Given task:
Select every line of the records below that contains the word "orange", copying each such line in full. Case counts, so a line matches only when the word appears in exactly that form.
^^^^
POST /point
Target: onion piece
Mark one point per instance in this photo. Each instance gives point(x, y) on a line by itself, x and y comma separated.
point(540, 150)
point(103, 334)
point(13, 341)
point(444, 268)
^^^^
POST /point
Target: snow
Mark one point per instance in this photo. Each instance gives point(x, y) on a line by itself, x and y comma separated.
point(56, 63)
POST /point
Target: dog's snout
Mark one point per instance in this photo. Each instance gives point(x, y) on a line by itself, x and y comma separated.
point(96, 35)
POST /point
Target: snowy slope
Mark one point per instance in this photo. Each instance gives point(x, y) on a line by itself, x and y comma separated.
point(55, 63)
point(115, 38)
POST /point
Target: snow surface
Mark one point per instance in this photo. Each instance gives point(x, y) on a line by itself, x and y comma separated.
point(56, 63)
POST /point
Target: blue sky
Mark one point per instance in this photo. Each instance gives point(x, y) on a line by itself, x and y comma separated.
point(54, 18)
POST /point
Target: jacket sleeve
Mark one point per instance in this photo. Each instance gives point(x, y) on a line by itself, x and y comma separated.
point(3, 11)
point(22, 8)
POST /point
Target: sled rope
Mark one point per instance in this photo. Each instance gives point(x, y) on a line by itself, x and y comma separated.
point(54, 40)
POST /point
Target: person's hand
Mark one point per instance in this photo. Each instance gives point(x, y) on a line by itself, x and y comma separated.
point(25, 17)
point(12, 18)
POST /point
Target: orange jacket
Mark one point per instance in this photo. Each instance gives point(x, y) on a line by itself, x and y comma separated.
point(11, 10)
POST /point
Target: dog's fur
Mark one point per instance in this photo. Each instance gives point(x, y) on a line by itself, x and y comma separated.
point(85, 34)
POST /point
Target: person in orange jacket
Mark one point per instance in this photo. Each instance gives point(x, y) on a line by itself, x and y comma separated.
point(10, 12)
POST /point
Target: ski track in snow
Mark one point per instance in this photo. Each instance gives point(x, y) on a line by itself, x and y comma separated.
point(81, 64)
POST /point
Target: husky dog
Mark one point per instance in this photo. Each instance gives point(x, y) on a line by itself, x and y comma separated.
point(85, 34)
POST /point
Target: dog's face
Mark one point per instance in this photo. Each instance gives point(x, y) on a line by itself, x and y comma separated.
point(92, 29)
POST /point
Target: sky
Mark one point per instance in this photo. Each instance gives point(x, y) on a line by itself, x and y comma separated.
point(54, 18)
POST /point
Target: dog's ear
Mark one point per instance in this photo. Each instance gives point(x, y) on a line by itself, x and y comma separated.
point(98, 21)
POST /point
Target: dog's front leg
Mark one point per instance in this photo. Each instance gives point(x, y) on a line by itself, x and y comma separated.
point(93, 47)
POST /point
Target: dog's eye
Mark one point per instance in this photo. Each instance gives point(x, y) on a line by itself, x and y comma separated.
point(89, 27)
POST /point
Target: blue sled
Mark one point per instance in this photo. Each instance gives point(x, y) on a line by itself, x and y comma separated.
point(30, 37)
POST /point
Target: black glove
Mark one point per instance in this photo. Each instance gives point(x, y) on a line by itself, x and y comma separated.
^^^^
Answer for this exercise:
Target: orange jacket
Target: person in orange jacket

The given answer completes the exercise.